### THE REQUEST
Update the part of the records that opens with the line containing "of the gray" and closes with the line containing "point(186, 133)", replacing every occurrence of "field log" with "site survey" and changing nothing else. Give only those lines.

### SUPPLIED DATA
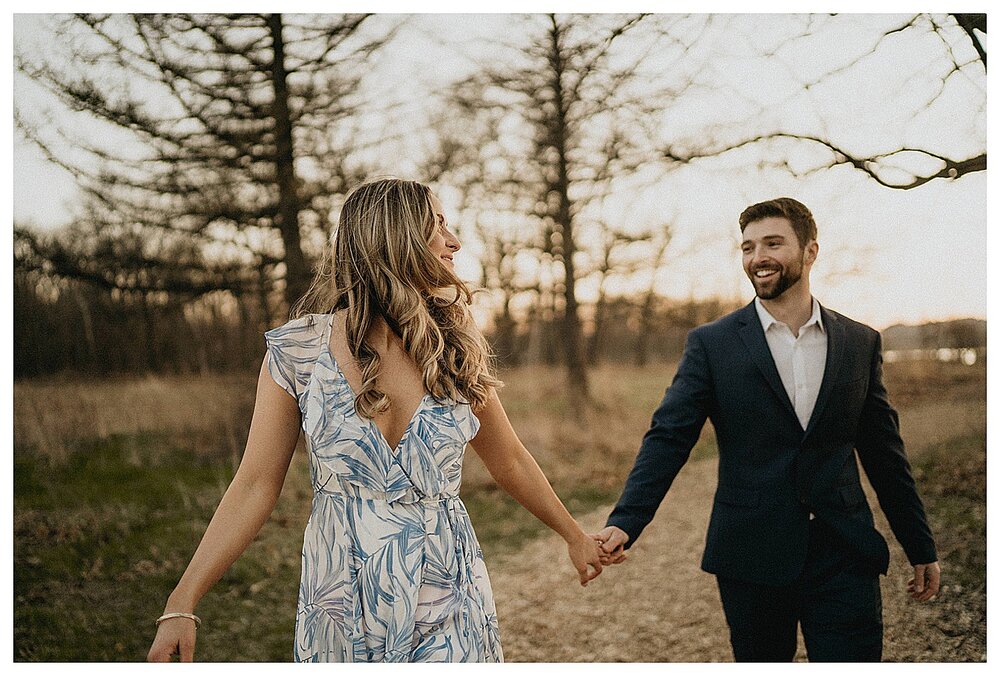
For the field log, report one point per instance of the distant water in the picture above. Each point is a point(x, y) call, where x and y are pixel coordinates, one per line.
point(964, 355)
* * *
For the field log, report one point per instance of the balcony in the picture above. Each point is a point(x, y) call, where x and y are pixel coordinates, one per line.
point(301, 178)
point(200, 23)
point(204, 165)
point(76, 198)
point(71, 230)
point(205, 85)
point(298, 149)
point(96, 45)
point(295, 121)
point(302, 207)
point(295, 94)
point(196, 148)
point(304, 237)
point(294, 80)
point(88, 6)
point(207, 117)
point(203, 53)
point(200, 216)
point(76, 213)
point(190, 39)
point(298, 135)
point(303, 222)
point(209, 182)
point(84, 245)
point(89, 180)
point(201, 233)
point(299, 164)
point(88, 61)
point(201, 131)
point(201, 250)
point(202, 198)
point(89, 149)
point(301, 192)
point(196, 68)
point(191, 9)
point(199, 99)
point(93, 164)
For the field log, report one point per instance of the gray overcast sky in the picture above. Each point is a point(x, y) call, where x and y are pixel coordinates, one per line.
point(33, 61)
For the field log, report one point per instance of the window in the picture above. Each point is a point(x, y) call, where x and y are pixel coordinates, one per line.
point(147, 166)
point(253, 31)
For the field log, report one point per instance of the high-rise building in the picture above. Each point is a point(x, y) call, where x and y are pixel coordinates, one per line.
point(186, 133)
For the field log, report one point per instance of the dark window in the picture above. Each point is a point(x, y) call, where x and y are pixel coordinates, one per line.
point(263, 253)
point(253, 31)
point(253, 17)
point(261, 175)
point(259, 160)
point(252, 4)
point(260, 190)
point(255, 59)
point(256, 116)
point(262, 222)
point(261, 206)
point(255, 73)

### ANSWER
For the site survey, report one point per instance of the gray overcast sky in the picture above. Each point is a point(x, y) call, where x and y are pixel coordinates, one per line.
point(33, 61)
For the site survey, report one point per instance of the window in the picture above. Each point is a point(x, y) call, where x and y are pixel coordinates, one per line.
point(147, 166)
point(253, 31)
For the site survey, report one point per instance of the high-rise building in the picture above. Each point is a point(x, y) call, where x and y are pixel coordinates, one per line.
point(186, 133)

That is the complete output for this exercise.